### Aim of the exercise
Copy the lines verbatim, beginning with the line that contains "Note to the class: point out the nightstand" and continuing through the end of the data, and only those lines.

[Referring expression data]

BEGIN

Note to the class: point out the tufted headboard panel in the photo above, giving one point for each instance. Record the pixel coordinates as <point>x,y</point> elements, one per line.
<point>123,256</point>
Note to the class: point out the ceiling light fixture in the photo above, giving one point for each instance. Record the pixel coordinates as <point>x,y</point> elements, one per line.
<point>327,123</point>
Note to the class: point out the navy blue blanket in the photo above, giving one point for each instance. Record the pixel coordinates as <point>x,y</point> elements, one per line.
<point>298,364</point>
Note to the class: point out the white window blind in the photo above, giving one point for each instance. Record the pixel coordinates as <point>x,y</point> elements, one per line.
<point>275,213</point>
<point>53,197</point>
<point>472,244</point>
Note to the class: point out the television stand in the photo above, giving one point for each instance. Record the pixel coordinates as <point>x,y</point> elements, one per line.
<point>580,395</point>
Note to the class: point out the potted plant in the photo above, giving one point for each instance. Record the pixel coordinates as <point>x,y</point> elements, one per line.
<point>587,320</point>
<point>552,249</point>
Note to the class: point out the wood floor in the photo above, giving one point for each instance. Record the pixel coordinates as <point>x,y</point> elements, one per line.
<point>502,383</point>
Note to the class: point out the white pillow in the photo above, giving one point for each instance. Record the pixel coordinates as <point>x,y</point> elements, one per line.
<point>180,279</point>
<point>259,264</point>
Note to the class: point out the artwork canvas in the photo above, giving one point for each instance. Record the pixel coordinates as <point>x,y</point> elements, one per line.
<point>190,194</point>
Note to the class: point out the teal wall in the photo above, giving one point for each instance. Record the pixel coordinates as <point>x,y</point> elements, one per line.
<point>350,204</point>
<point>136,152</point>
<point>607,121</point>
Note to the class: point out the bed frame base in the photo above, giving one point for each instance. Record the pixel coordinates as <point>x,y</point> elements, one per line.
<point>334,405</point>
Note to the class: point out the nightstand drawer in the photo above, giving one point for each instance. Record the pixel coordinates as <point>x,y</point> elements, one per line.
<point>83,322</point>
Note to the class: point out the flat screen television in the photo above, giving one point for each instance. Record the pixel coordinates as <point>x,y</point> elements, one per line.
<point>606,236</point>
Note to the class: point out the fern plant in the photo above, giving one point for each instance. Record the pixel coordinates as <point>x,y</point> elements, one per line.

END

### Answer space
Note to the class: point out the nightstand drawer in the photo above, giving one point for each instance. Record the pixel coordinates as <point>x,y</point> elements, one per line.
<point>83,322</point>
Note to the class: point out the flat screen television in the photo above, giving one point for each instance. Record the pixel coordinates as <point>x,y</point> elements, one per line.
<point>606,236</point>
Note to the class: point out the fern plant in the photo above, giving one point for each instance. Record the pixel coordinates as <point>x,y</point> elements, one per line.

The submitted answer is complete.